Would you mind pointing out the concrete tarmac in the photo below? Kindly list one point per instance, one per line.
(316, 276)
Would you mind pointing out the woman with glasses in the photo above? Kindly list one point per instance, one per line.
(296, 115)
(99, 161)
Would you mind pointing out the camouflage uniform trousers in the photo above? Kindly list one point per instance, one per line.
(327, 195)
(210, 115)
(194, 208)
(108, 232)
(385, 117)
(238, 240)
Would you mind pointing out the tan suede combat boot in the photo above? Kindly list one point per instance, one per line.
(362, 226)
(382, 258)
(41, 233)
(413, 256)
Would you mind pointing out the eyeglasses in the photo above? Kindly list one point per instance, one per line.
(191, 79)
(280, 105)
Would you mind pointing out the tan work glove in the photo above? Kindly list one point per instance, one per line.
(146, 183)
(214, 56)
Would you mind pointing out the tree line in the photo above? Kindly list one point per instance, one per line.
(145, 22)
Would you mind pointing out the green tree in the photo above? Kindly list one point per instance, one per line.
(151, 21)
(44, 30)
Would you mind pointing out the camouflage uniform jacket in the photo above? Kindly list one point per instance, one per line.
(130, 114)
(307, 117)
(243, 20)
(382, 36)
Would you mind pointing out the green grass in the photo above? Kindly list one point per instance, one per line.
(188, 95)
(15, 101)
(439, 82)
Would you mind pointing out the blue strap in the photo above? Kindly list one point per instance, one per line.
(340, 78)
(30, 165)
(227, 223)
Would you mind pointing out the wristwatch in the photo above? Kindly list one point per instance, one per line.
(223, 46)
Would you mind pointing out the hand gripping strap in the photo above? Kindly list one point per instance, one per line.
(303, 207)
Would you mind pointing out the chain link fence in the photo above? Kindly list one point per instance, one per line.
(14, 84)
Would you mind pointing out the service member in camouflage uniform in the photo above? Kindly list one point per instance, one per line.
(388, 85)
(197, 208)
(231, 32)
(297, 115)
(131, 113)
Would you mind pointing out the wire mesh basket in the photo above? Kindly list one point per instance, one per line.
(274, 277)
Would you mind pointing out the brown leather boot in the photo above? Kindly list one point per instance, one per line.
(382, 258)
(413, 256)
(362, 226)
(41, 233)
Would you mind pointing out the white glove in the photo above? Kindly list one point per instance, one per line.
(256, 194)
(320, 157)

***

WHAT IS EXPECTED: Extract every record. Keep wording exact.

EXERCISE OUTPUT:
Would you mind pointing out the concrete tarmac in the photo below? Kindly list one point per instance, one per line.
(316, 276)
Would you mind pointing out the woman with glasses in the photo above? Kindly list one point per instance, one per line.
(296, 115)
(99, 161)
Would you mind pointing out the camouflage uniform trousers in the photo above? Kindly list one point per instance, one per line.
(327, 195)
(210, 115)
(194, 208)
(108, 232)
(385, 117)
(238, 240)
Would you mind pointing out the tan suede combat boot in the photo above? Kindly list one point per instance, one per line.
(362, 226)
(382, 258)
(41, 233)
(413, 256)
Would you mind pointing out the eyeglasses in the photo above? Kindly list one point per instance, one per line.
(191, 79)
(280, 105)
Would you mind pointing out the tan work glove in the photo above? Kindly list one point per instance, one per line.
(146, 183)
(214, 56)
Would you mind pointing out the tree line in the photo above? Kindly list one point per instance, one per line.
(145, 22)
Would you mind pointing out the green tree in the photo above? Kindly list one point per instance, one per line.
(151, 21)
(44, 30)
Would you mind pointing out the camouflage uniform jacket in the photo above? Kindly list one point per instance, one per line.
(130, 114)
(307, 117)
(243, 20)
(382, 36)
Would you mind pointing out the green grass in the photo above? Kindly list one point per instance, one per line.
(188, 95)
(15, 101)
(439, 82)
Would you mind pointing out the blue strap in the photo above? Kindly list one point per instance, one per line.
(340, 78)
(30, 165)
(227, 223)
Would you mind pointing out the wristwatch in the photo above? Kindly list one point per instance, one per line.
(223, 46)
Would you mind pointing out the hand gripping strap in the photo above? Kindly list one point per instance, one per line.
(303, 207)
Would you mind pointing out the chain link fence in the photo above? Kindly list one point per instance, one per line.
(14, 84)
Would you mind pointing out the service member in camouflage uniform in the photo above? Kindly list one point per instance, one per line.
(388, 85)
(197, 208)
(231, 32)
(297, 115)
(131, 113)
Would you mind pointing out the wire mesh basket in the photo above? Kindly list one point per instance, one per line.
(274, 277)
Would you mind pointing out the brown leather boot in the photo above? Kindly list one point per instance, one per line.
(382, 258)
(413, 256)
(362, 226)
(41, 233)
Would you mind pointing out the white glove in the photo above? Kindly list one point per instance, one per line.
(256, 194)
(320, 157)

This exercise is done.